**TO DO:**
Can you quote every one of the records below word for word, from the first line to the last?

**MATERIAL FOR THIS TASK:**
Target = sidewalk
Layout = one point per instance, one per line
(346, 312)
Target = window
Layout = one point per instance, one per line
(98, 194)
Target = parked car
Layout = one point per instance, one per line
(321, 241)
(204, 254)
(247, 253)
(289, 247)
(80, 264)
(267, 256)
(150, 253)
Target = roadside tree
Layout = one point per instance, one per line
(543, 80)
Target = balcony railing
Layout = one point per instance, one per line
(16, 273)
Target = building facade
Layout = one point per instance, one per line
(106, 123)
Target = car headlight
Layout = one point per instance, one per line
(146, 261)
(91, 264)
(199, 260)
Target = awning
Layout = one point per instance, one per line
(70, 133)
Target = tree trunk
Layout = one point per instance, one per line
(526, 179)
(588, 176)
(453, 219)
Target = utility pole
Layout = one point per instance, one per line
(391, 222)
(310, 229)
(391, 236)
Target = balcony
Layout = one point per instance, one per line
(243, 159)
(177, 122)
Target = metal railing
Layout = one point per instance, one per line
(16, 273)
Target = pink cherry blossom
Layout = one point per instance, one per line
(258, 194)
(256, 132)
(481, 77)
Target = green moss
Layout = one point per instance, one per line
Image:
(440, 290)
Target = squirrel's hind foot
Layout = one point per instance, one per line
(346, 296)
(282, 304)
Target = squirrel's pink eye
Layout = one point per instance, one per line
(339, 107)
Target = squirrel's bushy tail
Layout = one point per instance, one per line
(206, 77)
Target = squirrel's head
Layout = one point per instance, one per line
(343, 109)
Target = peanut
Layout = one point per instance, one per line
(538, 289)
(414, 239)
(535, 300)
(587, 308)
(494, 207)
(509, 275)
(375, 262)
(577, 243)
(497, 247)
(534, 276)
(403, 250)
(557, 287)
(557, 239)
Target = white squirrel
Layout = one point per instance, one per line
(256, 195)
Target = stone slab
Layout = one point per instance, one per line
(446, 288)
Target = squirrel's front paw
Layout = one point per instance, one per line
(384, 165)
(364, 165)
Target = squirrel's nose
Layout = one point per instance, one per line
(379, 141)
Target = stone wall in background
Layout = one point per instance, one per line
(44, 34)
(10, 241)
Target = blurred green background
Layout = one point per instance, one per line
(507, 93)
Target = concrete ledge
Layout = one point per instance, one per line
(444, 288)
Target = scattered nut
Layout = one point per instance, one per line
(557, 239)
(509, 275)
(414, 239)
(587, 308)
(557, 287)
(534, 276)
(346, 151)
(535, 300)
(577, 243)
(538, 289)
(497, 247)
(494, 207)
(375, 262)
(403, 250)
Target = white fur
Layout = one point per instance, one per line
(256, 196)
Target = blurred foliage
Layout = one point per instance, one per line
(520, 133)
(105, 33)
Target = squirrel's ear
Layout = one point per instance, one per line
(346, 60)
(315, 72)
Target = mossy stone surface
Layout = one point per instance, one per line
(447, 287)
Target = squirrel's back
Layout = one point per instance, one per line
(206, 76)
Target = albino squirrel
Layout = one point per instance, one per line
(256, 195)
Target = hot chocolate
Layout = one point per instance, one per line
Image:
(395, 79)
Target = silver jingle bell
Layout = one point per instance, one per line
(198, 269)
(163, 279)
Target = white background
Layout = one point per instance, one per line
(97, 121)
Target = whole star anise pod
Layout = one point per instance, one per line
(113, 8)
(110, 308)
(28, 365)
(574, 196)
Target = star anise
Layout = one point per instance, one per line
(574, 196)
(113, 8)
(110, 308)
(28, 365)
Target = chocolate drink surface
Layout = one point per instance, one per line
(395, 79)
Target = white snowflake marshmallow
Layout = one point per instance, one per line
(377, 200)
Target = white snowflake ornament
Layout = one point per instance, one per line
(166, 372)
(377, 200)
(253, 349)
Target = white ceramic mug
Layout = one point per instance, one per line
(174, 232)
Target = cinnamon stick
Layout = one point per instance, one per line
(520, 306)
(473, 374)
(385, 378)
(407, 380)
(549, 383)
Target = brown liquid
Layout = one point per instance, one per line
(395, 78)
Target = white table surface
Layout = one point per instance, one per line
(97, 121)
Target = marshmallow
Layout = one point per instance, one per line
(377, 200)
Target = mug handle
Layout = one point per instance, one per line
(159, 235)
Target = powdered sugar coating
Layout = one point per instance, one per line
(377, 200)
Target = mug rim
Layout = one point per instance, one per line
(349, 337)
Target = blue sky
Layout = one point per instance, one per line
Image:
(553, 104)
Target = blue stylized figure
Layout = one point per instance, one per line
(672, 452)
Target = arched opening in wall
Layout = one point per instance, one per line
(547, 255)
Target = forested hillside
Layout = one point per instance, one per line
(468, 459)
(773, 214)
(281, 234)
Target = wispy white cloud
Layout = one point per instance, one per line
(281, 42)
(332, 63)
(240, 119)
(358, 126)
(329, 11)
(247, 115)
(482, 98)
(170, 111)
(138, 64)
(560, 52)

**EXERCISE OUTPUT:**
Target = sidewalk
Layout = one point per instance, one per line
(346, 312)
Target = window
Layout = one point per instance, one per line
(98, 194)
Target = parked car
Layout = one point per instance, one per line
(321, 241)
(204, 254)
(247, 253)
(289, 247)
(80, 264)
(267, 256)
(150, 253)
Target = roadside tree
Layout = one point per instance, one per line
(543, 80)
Target = balcony railing
Layout = one point per instance, one per line
(16, 273)
Target = building facade
Layout = one point per instance, one per line
(106, 123)
Target = car headlight
Layout = one point per instance, one per line
(146, 261)
(91, 264)
(199, 260)
Target = awning
Layout = one point per instance, one per line
(70, 133)
Target = tree trunk
Layout = one point per instance, one per line
(526, 179)
(588, 176)
(453, 219)
Target = utility pole
Layout = one point per instance, one per line
(391, 222)
(310, 229)
(391, 236)
Target = balcony
Layout = one point per instance, one per line
(243, 159)
(177, 122)
Target = metal railing
Layout = one point per instance, one per line
(16, 273)
Target = pink cherry blossom
Layout = one point per instance, one per line
(258, 194)
(256, 132)
(481, 77)
Target = green moss
Layout = one point per instance, one per line
Image:
(440, 290)
Target = squirrel's hind foot
Layout = one point per instance, one per line
(346, 296)
(282, 304)
Target = squirrel's pink eye
Layout = one point per instance, one per line
(339, 107)
Target = squirrel's bushy tail
Layout = one point per instance, one per line
(206, 77)
Target = squirrel's head
Layout = one point per instance, one per line
(343, 109)
Target = peanut
Layout = one point per instance, one per line
(538, 289)
(414, 239)
(535, 300)
(587, 308)
(494, 207)
(509, 275)
(375, 262)
(577, 243)
(497, 247)
(534, 276)
(403, 250)
(557, 287)
(557, 239)
Target = white squirrel
Layout = one point per instance, one per line
(256, 195)
Target = stone slab
Layout = one point per instance, one per line
(446, 288)
Target = squirrel's front paw
Layout = one point per instance, one per line
(384, 165)
(364, 165)
Target = squirrel's nose
Layout = one point per instance, one per line
(379, 141)
Target = stone wall in background
Layout = one point per instance, one per line
(44, 34)
(10, 241)
Target = blurred green background
Layout = one point per instance, one per line
(507, 93)
Target = concrete ledge
Layout = one point per instance, one per line
(444, 288)
Target = scattered nut
Layout = one point per instance, one per line
(557, 239)
(509, 275)
(414, 239)
(587, 308)
(557, 287)
(534, 276)
(346, 151)
(535, 300)
(577, 243)
(538, 289)
(497, 247)
(494, 207)
(375, 262)
(403, 250)
Target = white fur
Layout = one point per instance, one per line
(256, 196)
Target = blurred foliage
Layout = one point per instance, one per line
(520, 133)
(105, 33)
Target = squirrel's ear
Layout = one point per instance, one per line
(346, 60)
(315, 72)
Target = mossy stone surface
Layout = one point per instance, one per line
(447, 287)
Target = squirrel's back
Layout = one point per instance, one per line
(206, 76)
Target = albino squirrel
Layout = one point per instance, one per line
(256, 195)
Target = hot chocolate
Layout = one point per instance, one per line
Image:
(395, 79)
Target = silver jingle bell
Layout = one point per instance, one per line
(198, 269)
(163, 279)
Target = white background
Layout = one point per instance, one per line
(97, 121)
Target = whole star anise pod
Layout = one point per instance, one per line
(113, 8)
(110, 308)
(28, 365)
(574, 196)
Target = star anise
Layout = one point per instance, one per line
(574, 196)
(113, 8)
(110, 308)
(28, 365)
Target = chocolate drink surface
Layout = one point per instance, one per line
(395, 79)
Target = white snowflake marshmallow
Layout = one point per instance, one per line
(377, 200)
Target = white snowflake ornament
Layout = one point per instance, one per line
(166, 372)
(377, 200)
(253, 349)
Target = white ceramic mug
Layout = one point per instance, one per line
(174, 232)
Target = cinnamon stick
Layout = one point per instance, one per line
(520, 306)
(473, 374)
(385, 378)
(407, 380)
(549, 383)
Target = brown liquid
Layout = one point per instance, one per line
(395, 78)
Target = white table surface
Layout = one point per instance, one per line
(97, 121)
Target = marshmallow
Layout = one point per instance, one per line
(377, 200)
Target = mug handle
Layout = one point per instance, one per line
(159, 235)
Target = powdered sugar coating
Layout = one point per instance, one per line
(377, 200)
Target = mug rim
Layout = one point per instance, one per line
(349, 337)
Target = blue sky
Layout = one point per instance, one per line
Image:
(553, 104)
Target = blue stylized figure
Layout = one point per instance, one per line
(672, 452)
Target = arched opening in wall
Layout = one point per instance, one per line
(547, 255)
Target = forested hillside
Layout = one point per instance, one per line
(468, 459)
(773, 214)
(281, 234)
Target = wispy white cloud
Layout = one point per instance, one per line
(281, 42)
(332, 63)
(240, 119)
(358, 126)
(329, 11)
(247, 115)
(482, 98)
(170, 111)
(138, 64)
(560, 52)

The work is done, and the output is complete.